▸ The task: Go through the records and give each one again exactly, omitting the images.

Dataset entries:
########################################

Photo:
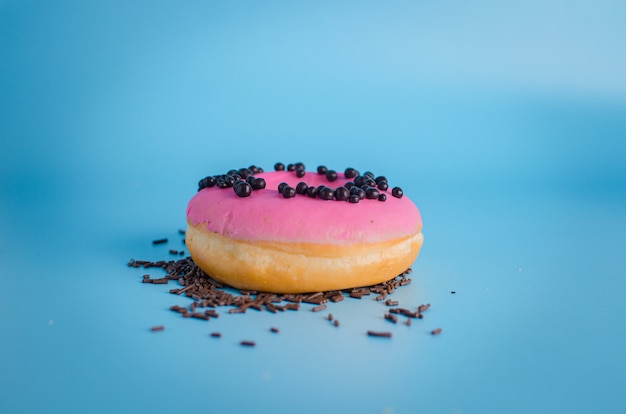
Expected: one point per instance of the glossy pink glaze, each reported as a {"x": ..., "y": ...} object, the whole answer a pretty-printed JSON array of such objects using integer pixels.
[{"x": 267, "y": 216}]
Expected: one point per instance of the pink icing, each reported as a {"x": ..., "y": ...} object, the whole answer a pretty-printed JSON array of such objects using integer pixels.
[{"x": 267, "y": 216}]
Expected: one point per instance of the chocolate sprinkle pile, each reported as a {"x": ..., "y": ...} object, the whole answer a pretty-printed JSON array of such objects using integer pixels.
[
  {"x": 365, "y": 186},
  {"x": 209, "y": 294}
]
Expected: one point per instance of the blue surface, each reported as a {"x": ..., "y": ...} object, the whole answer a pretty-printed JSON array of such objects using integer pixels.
[{"x": 506, "y": 125}]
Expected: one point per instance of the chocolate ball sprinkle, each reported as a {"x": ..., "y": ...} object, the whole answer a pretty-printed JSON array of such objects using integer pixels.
[
  {"x": 244, "y": 172},
  {"x": 370, "y": 182},
  {"x": 326, "y": 193},
  {"x": 242, "y": 189},
  {"x": 397, "y": 192},
  {"x": 288, "y": 192},
  {"x": 258, "y": 183},
  {"x": 342, "y": 193},
  {"x": 331, "y": 175},
  {"x": 372, "y": 193},
  {"x": 301, "y": 187}
]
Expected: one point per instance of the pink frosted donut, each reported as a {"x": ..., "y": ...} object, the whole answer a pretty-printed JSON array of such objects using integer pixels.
[{"x": 293, "y": 241}]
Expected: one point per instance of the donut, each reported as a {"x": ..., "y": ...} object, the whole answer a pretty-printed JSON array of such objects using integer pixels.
[{"x": 297, "y": 231}]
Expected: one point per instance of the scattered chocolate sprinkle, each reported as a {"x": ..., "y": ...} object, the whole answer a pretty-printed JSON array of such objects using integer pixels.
[
  {"x": 331, "y": 175},
  {"x": 319, "y": 308},
  {"x": 391, "y": 317},
  {"x": 379, "y": 334},
  {"x": 209, "y": 293}
]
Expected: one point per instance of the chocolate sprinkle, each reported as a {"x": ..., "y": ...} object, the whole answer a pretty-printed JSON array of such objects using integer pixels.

########################################

▸ Expected answer:
Photo:
Expected: one point per instance of the glossy pink glaze, each reported as a {"x": ..., "y": ...} object, the whole answer a pretty-printed JSON array of such objects using integer pixels.
[{"x": 267, "y": 216}]
Expected: one point per instance of the pink icing, each reported as a {"x": ..., "y": ...} object, the whole answer a pretty-printed JSON array of such objects using integer pixels.
[{"x": 267, "y": 216}]
Expected: one point per instance of the chocolate sprinkle pile, each reported as a {"x": ..., "y": ...} object, the whole answer a pretty-printed JSON array of such objects using integer pixels.
[
  {"x": 365, "y": 186},
  {"x": 209, "y": 294}
]
Expected: one point per instance of the blue surface, each reported as a {"x": ..., "y": ...} object, the whole answer a pretty-printed JSON array of such objects using integer pixels.
[{"x": 506, "y": 125}]
Expected: one point per instance of the chocolate ball sprinkle, each reported as a {"x": ..., "y": ...} object, the whole answer a pretty-printed JSON array of such objects using integer pixels.
[
  {"x": 244, "y": 172},
  {"x": 370, "y": 182},
  {"x": 326, "y": 193},
  {"x": 242, "y": 189},
  {"x": 397, "y": 192},
  {"x": 288, "y": 192},
  {"x": 258, "y": 183},
  {"x": 342, "y": 193},
  {"x": 331, "y": 175},
  {"x": 372, "y": 193},
  {"x": 301, "y": 187}
]
Expected: one point per instance of the pink frosted donut, each reported as a {"x": ..., "y": ...} object, the whole answer a pretty-printed JSON array of such objects using integer pixels.
[{"x": 293, "y": 241}]
Expected: one point per instance of the donut, each reported as a {"x": ..., "y": ...} object, the whole answer a pretty-printed JSON array of such objects using integer pixels.
[{"x": 297, "y": 231}]
Expected: one point per instance of the scattered chocolate sprinkle, each reported as a {"x": ..., "y": ...} object, the whole answer a pretty-printed JSON array of such objects using integer pixels.
[
  {"x": 331, "y": 175},
  {"x": 319, "y": 308},
  {"x": 391, "y": 317},
  {"x": 379, "y": 334},
  {"x": 209, "y": 293}
]
Expected: one point per instance of the chocolate sprinkle, each reported as a {"x": ..., "y": ...} object, the whole answer a pretty-printed JSON array of such objects using integer pixels.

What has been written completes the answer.